» **Exercise brief**:
All of the entries should be written out again exactly.

⟨

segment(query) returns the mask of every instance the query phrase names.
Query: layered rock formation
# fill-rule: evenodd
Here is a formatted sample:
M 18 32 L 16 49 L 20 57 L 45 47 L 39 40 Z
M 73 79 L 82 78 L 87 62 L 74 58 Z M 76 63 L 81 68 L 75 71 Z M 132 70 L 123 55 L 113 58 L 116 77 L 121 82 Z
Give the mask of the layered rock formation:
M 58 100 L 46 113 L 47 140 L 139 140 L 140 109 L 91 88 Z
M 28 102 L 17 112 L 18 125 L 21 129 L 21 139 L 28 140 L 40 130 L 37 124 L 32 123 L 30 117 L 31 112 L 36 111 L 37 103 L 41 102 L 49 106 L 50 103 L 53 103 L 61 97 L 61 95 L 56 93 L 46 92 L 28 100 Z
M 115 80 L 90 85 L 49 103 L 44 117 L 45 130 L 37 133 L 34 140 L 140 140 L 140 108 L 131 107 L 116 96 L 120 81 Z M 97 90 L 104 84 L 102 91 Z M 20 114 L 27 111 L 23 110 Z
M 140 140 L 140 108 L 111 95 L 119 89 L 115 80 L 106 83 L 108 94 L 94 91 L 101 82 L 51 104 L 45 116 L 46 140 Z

⟩

» **Written response**:
segment(query) returns the mask of every instance the query phrase names.
Query: layered rock formation
# fill-rule: evenodd
Here is a formatted sample:
M 18 32 L 16 49 L 20 57 L 45 47 L 39 40 Z
M 73 79 L 82 78 L 87 62 L 74 58 Z M 76 63 L 81 68 L 75 71 Z M 132 70 L 123 55 L 113 58 L 116 77 L 121 82 Z
Give the mask of the layered rock formation:
M 58 100 L 46 113 L 47 140 L 139 140 L 140 109 L 91 88 Z
M 28 102 L 17 112 L 18 125 L 21 129 L 21 139 L 28 140 L 40 130 L 37 124 L 32 123 L 30 117 L 31 112 L 36 111 L 37 103 L 41 102 L 49 106 L 50 103 L 53 103 L 61 97 L 61 95 L 56 93 L 46 92 L 28 100 Z
M 115 80 L 90 85 L 49 103 L 44 117 L 45 130 L 37 133 L 34 140 L 140 140 L 140 108 L 131 107 L 116 96 L 120 81 Z M 97 90 L 104 84 L 102 91 Z M 20 114 L 27 111 L 23 110 Z
M 140 140 L 140 108 L 111 95 L 119 89 L 115 80 L 106 83 L 108 94 L 94 91 L 101 82 L 51 104 L 45 116 L 46 140 Z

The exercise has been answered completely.